### Exercise
The required lines are those that contain "glossy"; pull them out of the data and copy them.

[Records drawn from a dataset]
-*-*-
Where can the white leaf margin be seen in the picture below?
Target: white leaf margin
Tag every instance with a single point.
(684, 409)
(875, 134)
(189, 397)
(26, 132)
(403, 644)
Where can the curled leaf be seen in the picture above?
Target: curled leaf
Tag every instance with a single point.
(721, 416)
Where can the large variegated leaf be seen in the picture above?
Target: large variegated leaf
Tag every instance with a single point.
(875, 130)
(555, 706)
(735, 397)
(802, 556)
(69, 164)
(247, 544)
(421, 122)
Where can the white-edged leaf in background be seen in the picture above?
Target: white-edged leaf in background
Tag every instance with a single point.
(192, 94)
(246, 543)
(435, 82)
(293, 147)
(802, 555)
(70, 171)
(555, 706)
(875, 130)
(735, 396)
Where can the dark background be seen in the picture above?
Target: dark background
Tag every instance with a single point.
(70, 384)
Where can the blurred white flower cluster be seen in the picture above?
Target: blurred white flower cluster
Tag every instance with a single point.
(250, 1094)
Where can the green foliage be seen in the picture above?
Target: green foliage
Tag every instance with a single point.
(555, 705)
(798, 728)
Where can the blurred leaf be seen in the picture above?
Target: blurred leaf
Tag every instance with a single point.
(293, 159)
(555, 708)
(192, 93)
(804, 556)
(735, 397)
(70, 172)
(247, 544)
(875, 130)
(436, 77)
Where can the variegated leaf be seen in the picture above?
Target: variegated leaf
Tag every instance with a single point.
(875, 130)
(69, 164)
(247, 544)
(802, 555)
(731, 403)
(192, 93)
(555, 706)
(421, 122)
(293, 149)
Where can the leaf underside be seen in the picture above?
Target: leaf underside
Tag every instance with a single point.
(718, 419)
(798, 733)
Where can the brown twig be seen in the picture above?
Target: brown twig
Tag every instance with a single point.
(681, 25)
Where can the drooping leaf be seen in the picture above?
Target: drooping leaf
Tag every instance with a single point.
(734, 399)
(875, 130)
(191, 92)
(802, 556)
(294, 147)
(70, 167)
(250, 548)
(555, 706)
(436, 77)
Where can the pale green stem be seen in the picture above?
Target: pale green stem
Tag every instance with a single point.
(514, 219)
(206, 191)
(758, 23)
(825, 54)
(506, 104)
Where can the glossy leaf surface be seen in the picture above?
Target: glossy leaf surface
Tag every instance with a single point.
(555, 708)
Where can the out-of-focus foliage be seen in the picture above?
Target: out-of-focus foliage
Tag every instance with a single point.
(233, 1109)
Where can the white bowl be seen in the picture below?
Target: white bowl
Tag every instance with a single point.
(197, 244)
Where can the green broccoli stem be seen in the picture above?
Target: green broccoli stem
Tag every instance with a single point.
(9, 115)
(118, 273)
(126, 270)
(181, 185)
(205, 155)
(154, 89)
-*-*-
### Exercise solution
Where can the glossy leaf surface be seen in the picture above?
Target: glossy leaf surface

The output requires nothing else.